**Text shown**.
Anyone serious about getting the most out of life could be served by the example of Benjamin Franklin.

I’m not just talking about following maxims such as “Early to bed, early to rise, makes a man healthy, wealthy and wise.” The mouthpieces of Franklin’s wisdom, such as Poor Richard, were hilarious and sometimes brilliant. But the man himself was Promethean.

Yes, you could look to gurus such as Russell Conwell, Dale Carnegie, Napoleon Hill, Stephen Covey, or Tim Ferriss for advice on how to flourish in life; they offer sound and valuable ideas. Or you could go to the root of the whole principle of rigorous, self-conscious self-improvement. Franklin’s life was the model. He was an innovative entrepreneur who built a network of printers throughout the colonies; spearheaded numerous cooperative enterprises, including a university, a philosophical society, a hospital, a fire company, and a volunteer militia; and though he wasn’t a mathematical theoretician, Franklin was a world-class scientist and inventor. He was also indispensable to the American Revolution. As historian Gordon Wood wrote, “He was the greatest diplomat America has ever had.”1 When he met his French literary counterpart, Voltaire, people cheered that Solon, the celebrated Athenian lawgiver, had embraced Sophocles, the renowned Athenian playwright. And Franklin did more than help create America. He cast the mold for an American ideal: that a free man may rise as high as his ambition will take him, and that his mind and effort are what matter, not his position at birth.

In sum, Benjamin Franklin personified the Enlightenment. If you’re not familiar with Franklin’s life and accomplishments, then you’re missing out on one of the most inspiring and instructive stories in world history.

‘Industry Need Not Wish.’2

Benjamin Franklin—who became the world’s most famous scientist during his life—had only two years of schooling. He was a genius no doubt. More important, he was ambitious.

**Stored data**.
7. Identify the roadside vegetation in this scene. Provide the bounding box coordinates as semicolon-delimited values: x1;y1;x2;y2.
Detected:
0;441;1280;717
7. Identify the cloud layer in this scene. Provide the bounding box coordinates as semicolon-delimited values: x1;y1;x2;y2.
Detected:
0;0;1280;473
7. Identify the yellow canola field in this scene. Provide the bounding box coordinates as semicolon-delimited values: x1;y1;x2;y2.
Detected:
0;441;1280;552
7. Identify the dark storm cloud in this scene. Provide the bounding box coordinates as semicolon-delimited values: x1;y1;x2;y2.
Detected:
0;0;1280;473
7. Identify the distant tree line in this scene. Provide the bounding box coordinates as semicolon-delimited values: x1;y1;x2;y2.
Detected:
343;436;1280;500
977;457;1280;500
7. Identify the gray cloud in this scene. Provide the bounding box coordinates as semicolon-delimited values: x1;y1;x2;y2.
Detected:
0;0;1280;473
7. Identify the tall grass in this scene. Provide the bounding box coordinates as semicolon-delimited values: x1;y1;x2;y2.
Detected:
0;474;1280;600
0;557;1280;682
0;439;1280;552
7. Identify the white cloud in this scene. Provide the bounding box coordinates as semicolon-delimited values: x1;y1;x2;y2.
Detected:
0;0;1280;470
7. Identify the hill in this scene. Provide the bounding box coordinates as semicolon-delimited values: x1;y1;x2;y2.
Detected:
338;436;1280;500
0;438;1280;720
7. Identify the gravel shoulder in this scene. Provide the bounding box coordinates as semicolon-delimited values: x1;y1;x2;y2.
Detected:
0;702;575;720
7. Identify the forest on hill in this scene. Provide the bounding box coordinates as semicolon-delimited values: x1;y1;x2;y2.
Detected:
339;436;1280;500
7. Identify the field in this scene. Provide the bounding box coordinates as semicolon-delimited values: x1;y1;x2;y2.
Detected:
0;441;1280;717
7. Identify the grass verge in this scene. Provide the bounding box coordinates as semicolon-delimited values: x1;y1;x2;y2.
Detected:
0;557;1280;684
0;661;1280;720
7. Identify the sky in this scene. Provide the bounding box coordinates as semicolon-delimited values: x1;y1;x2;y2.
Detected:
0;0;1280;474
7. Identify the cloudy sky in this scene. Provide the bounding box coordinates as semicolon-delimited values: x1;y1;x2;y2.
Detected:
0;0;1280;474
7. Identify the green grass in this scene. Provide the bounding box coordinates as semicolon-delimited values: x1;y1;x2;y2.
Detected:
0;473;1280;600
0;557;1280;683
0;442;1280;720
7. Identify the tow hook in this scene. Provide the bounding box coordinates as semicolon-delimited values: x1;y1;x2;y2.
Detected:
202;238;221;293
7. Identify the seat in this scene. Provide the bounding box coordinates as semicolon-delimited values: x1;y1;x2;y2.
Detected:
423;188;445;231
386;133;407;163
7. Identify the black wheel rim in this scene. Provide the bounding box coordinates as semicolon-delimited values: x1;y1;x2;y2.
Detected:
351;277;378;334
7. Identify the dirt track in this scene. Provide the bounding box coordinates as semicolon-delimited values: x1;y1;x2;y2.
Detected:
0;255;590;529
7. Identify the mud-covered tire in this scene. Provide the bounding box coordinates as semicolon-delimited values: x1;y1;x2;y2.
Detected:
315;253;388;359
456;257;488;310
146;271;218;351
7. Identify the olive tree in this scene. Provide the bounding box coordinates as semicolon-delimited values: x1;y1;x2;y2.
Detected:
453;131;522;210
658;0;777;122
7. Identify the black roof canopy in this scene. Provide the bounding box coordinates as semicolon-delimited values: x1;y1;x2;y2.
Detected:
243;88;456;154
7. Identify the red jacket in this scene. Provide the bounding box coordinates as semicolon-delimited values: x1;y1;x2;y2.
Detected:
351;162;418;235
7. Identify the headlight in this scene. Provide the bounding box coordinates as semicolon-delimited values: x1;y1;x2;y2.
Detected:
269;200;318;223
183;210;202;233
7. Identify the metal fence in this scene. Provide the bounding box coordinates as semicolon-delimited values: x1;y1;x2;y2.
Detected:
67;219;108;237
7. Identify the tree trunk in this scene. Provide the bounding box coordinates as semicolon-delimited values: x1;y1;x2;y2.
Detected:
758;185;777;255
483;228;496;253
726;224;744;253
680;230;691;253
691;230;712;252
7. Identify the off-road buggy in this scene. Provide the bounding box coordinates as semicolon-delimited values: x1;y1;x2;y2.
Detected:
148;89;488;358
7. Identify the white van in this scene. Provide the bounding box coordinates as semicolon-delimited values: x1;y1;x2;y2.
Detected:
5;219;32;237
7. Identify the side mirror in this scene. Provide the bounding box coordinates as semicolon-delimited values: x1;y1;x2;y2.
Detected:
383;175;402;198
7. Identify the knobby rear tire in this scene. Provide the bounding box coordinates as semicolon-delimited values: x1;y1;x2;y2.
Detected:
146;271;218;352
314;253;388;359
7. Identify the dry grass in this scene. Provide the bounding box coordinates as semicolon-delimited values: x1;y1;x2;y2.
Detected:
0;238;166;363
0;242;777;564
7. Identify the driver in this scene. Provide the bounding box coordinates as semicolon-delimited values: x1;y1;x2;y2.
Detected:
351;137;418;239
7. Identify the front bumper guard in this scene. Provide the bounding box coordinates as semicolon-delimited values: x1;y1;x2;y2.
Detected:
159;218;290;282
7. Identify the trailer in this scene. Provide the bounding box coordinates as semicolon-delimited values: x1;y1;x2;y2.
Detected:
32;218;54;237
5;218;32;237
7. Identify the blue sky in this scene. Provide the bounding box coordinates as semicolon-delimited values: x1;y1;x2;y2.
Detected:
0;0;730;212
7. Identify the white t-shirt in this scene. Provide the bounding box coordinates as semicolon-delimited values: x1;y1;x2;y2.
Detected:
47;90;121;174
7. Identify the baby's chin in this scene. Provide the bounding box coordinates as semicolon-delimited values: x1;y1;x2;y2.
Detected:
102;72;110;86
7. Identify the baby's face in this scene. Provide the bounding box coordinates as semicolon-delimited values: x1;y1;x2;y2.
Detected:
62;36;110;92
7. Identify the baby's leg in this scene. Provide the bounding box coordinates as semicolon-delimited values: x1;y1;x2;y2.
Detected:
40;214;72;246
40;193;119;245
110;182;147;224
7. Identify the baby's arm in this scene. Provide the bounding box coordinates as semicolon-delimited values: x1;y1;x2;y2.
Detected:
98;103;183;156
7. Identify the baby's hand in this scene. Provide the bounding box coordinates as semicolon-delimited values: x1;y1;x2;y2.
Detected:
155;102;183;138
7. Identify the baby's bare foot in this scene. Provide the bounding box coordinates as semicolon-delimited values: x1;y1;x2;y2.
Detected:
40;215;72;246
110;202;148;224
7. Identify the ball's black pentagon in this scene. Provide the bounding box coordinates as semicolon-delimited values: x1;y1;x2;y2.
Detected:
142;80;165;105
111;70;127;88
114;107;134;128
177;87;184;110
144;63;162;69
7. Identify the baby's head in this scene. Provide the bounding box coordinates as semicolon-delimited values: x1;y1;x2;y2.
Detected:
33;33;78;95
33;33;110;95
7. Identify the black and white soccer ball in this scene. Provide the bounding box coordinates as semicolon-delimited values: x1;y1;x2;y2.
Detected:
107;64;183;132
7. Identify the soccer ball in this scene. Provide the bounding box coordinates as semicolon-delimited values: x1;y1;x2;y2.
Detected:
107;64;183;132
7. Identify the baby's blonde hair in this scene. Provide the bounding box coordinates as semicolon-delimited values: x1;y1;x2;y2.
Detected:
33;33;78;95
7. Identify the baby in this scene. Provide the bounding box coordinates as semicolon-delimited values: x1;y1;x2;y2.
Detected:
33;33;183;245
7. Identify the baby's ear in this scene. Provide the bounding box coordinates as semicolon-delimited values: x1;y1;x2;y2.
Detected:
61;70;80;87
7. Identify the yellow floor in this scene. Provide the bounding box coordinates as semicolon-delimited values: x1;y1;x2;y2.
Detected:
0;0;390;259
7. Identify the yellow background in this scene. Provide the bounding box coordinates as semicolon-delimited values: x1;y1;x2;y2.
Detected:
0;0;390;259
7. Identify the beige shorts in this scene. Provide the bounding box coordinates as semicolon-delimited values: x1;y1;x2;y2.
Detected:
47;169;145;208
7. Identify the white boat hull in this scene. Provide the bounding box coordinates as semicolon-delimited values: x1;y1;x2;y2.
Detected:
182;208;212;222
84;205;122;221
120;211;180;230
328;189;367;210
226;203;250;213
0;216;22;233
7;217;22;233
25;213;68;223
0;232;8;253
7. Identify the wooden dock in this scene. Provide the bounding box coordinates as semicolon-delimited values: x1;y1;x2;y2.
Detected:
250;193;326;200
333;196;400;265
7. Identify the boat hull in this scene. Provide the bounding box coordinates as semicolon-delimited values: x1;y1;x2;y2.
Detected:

**What you need to do**.
Translate this sentence from the text about Benjamin Franklin into Spanish: "Benjamin Franklin—who became the world’s most famous scientist during his life—had only two years of schooling."

**Answer to the problem**.
Benjamin Franklin —que se convirtió en el científico más famoso del mundo durante su vida— solo tuvo dos años de escolaridad.